• **Instructions for the task**: List every line of the records that contains the word "road".

• **Exercise input**:
# # #
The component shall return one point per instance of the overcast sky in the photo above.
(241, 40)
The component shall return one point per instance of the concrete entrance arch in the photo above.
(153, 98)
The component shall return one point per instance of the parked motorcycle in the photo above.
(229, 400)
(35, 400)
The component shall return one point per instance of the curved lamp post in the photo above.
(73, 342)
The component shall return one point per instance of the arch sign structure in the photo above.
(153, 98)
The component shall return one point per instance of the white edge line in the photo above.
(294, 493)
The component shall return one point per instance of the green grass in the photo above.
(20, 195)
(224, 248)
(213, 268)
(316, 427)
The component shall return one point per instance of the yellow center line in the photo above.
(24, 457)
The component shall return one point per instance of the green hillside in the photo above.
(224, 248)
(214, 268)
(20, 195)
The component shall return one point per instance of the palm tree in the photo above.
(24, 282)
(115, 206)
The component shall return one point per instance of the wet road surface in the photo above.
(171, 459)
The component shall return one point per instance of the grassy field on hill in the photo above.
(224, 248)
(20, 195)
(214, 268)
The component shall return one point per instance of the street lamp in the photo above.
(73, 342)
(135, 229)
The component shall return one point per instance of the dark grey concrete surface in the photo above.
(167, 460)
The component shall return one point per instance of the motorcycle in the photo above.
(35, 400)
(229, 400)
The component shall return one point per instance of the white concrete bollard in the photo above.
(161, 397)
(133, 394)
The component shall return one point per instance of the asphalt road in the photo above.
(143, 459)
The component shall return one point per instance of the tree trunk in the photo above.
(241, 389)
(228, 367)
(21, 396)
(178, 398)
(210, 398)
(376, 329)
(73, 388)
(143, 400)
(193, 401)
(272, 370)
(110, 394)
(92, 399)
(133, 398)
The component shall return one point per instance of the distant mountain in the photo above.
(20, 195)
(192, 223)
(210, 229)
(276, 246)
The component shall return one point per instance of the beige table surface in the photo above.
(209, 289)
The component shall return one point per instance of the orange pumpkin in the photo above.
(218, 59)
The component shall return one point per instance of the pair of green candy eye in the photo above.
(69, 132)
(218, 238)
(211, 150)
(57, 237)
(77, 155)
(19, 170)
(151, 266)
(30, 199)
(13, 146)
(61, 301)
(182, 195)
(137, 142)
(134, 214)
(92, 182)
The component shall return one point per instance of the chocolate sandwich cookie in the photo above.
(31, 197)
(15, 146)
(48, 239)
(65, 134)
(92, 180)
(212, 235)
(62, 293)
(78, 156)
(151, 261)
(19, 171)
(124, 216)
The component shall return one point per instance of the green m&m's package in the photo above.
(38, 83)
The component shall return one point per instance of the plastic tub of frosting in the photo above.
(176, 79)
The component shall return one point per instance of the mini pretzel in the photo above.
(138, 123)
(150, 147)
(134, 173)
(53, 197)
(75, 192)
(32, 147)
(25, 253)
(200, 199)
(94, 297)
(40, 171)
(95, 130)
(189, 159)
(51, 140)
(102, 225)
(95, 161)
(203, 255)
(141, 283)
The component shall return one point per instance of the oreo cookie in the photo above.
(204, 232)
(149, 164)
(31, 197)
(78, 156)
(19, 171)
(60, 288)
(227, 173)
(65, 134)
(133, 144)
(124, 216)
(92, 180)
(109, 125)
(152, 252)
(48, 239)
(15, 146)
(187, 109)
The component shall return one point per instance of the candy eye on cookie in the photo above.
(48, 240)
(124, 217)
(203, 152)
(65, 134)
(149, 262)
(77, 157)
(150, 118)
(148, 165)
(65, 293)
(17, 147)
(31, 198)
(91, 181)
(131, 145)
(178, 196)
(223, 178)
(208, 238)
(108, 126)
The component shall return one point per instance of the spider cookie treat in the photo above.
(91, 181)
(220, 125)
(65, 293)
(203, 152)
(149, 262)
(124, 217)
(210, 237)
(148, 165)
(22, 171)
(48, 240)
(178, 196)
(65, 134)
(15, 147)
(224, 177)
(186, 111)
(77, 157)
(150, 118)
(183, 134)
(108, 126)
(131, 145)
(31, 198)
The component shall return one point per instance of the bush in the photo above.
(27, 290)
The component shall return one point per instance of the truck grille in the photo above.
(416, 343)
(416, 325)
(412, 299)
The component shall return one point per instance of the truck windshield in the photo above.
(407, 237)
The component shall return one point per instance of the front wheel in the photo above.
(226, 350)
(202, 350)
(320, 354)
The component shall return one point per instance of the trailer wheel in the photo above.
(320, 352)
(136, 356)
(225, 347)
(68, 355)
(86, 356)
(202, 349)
# # #
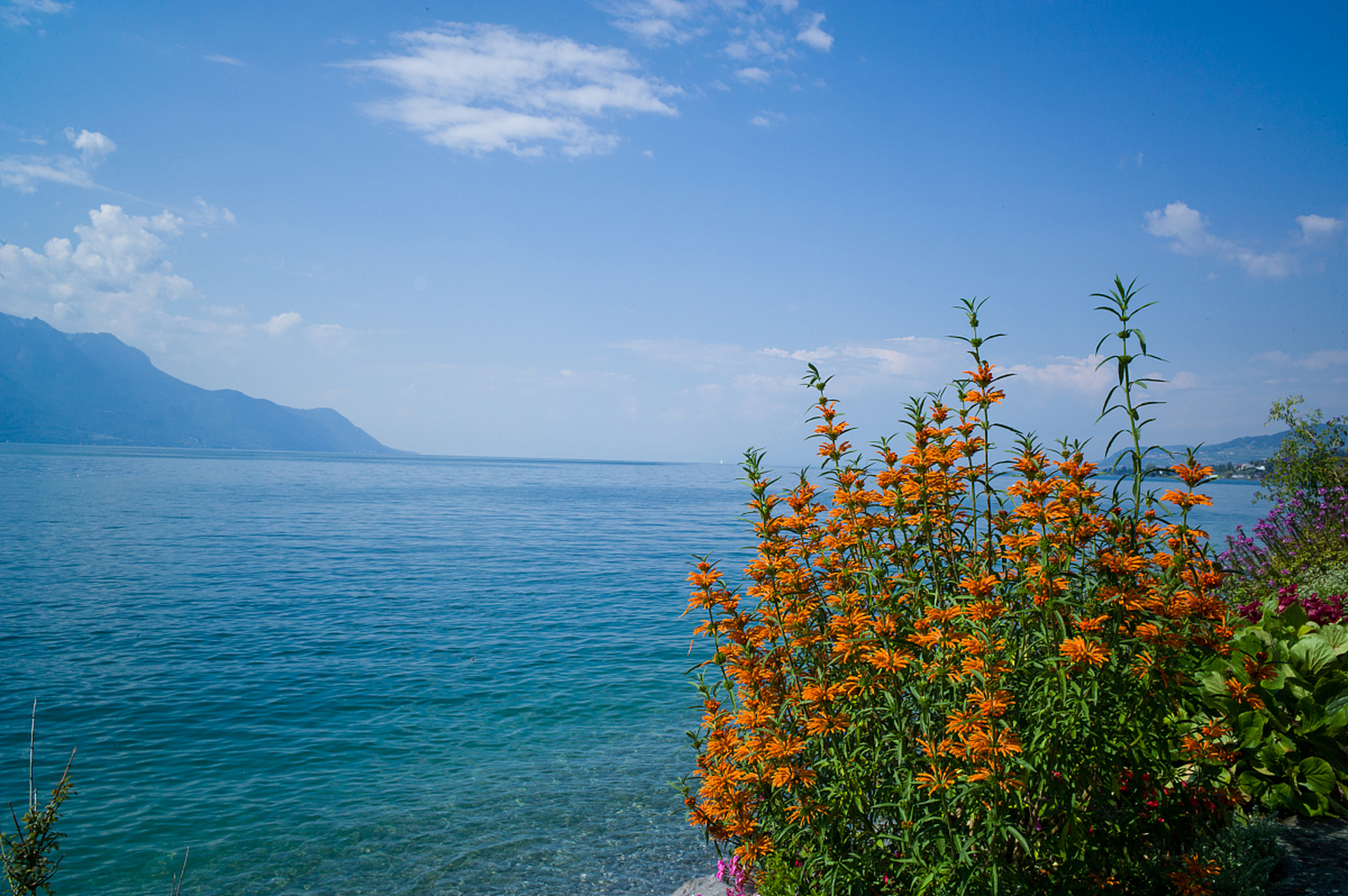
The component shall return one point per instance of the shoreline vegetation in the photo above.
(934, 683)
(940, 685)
# # #
• **Worked answer**:
The component shall return one point per instance of the wet road surface in the photo above.
The component shall return one point per instance of the asphalt road in the photo above.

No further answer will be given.